Социально-экономический и политический строй поздней Римской империи
Положение трудящихся масс
Одним из важнейших результатов наступления империи на массы трудящихся было резкое ухудшение положения рабов. Дважды повторенным законом Константин фактически восстановил право господина убивать раба. Закон этот гласил, что, если господин засечет раба до смерти, он может не бояться судебного преследования, так как он проявил лишь свое законное право «исправлять» плохих рабов. Подстрекательство раба к бегству каралось не штрафом, как в III в., а розгами и пыткой. Рабов, пойманных при попытке перейти к «варварам», не возвращали, как прежде, господам, а ссылали в рудники, а в некоторых случаях им отрезали ногу. Свободная женщина, вступившая в связь с рабом, приговаривалась к костру, причем, если сам раб доносил на нее, его награждали свободой. Константин официально узаконил продажу в рабство детей бедняков их родителями. При нем же был издан закон, позволявший вернуть в рабство вместе с его детьми «дерзкого» вольноотпущенника.
Драконовские законы против рабов имели целью подавить сопротивление и других категорий трудящихся, прежде всего колонов, значение которых в сельском хозяйстве поздней империи продолжает возрастать. Насколько в сельском хозяйстве поздней империи колон стал более характерной фигурой, чем раб в классическом понимании этого термина, показывает, между прочим, такой любопытный штрих: по законам III в. всякий нищий бродяга, происхождение которого не было установлено, считался беглым рабом, по законам IV в.— беглым колоном. В основном колонами, а не рабами становились теперь пленные; именно колонам, а не рабам уделяет основное внимание законодательство. В IV в. колон, независимо от того, был ли он первоначально посаженным на землю рабом, пленником, неоплатным должником или наследственным арендатором, был обязан землевладельцу натуральной рентой и отработками на его земле.

ЗАДАНИЯ:
1) К какому наказанию, согласно отрывку о поздней Римской империи, приговаривалась свободная женщина, вступившая в связь с рабом?
2) Перепишите дословно фрагмент отрывка о поздней Римской империи от «Драконовские законы против» до «на его земле.».
3) Продолжите отрывок о положении трудящихся в поздней Римской империи с того места, на котором он заканчивается.
Строки, приведённые далее, для работы с отрывком не нужны.

СТРОКИ ДАННЫХ:
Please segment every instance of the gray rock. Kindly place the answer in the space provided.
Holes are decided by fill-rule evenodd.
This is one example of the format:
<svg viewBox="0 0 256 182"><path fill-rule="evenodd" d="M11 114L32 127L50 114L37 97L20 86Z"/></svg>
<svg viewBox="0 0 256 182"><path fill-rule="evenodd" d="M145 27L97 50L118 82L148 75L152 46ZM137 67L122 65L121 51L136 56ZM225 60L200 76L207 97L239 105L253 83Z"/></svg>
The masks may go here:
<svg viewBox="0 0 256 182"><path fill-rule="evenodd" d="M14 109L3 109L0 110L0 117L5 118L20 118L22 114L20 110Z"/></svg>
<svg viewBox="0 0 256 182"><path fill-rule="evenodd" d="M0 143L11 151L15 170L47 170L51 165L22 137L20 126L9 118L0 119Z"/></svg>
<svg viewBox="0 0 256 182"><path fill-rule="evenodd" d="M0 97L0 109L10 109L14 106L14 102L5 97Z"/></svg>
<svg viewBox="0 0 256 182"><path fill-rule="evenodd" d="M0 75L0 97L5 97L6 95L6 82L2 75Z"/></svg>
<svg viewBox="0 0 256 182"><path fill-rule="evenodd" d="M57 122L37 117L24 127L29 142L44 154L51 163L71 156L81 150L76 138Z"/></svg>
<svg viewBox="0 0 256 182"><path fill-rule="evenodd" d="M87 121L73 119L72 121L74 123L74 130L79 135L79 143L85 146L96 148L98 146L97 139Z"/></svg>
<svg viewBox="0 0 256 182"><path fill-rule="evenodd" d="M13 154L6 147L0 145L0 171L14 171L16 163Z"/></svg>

ОТВЕТЫ:
1) Её приговаривали к костру.

2)
Драконовские законы против рабов имели целью подавить сопротивление и других категорий трудящихся, прежде всего колонов, значение которых в сельском хозяйстве поздней империи продолжает возрастать. Насколько в сельском хозяйстве поздней империи колон стал более характерной фигурой, чем раб в классическом понимании этого термина, показывает, между прочим, такой любопытный штрих: по законам III в. всякий нищий бродяга, происхождение которого не было установлено, считался беглым рабом, по законам IV в.— беглым колоном. В основном колонами, а не рабами становились теперь пленные; именно колонам, а не рабам уделяет основное внимание законодательство. В IV в. колон, независимо от того, был ли он первоначально посаженным на землю рабом, пленником, неоплатным должником или наследственным арендатором, был обязан землевладельцу натуральной рентой и отработками на его земле.

3)
Однако при господстве рабовладельческого государства и права колонат не мог развиться в систему феодальных отношений. Нормы рабовладельческого общества накладывают свой отпечаток на положение колона, все более сближая его с рабом. Уже Константин обложил значительным штрафом всякого укрывающего чужого колона, а самого беглого колона предписал возвращать на его местожительство закованным в цепи. В дальнейшем этот закон неоднократно подтверждался, причем сфера действия его все расширялась. Законы о прикреплении колонов к земле касались не только их, но и их потомства — сын не мог покинуть участок земли, переходивший к нему от отца, дочь не могла вступить в брак с колоном из чужого имения. Браки колонов со свободными были воспрещены. Колон не мог подать в суд на господина, поступить без его разрешения в армию, не мог продать что-либо из своего инвентаря или своей части урожая, так как закон признавал, что колон не может иметь никакой собственности. «Можно,— писали императоры конца IV в.,— смотреть на колонов, обязанных годовыми работами и платежами, почти как на рабов... они и сами принадлежат господам, и все их достояние принадлежит господам... и какое же может быть у них право, если закон ничего не признает их собственностью». Так колоны превратились в неполноправное, прикрепленное к земле сословие.
В IV в. закон равно запрещал продавать и колонов, и сельских рабов без земли, к которой они были приписаны по земельной описи — цензу. Прикрепление к земле колонов и сельских рабов было использовано государством в фискальных целях, поскольку землевладелец был обязан податями и повинностями в соответствии с количеством принадлежащей ему земли и приписанного к ней населения. Многочисленными эдиктами императоры старались бороться с попытками обойти этот закон —фиктивными продажами, представлениями подставных колонов, покупкой большого числа работников с малым количеством земли и т. п. Даже всякий взявший к себе рабов, разбредшихся из заброшенного имения, был обязан вносить подати за ту землю, на которой они прежде жили.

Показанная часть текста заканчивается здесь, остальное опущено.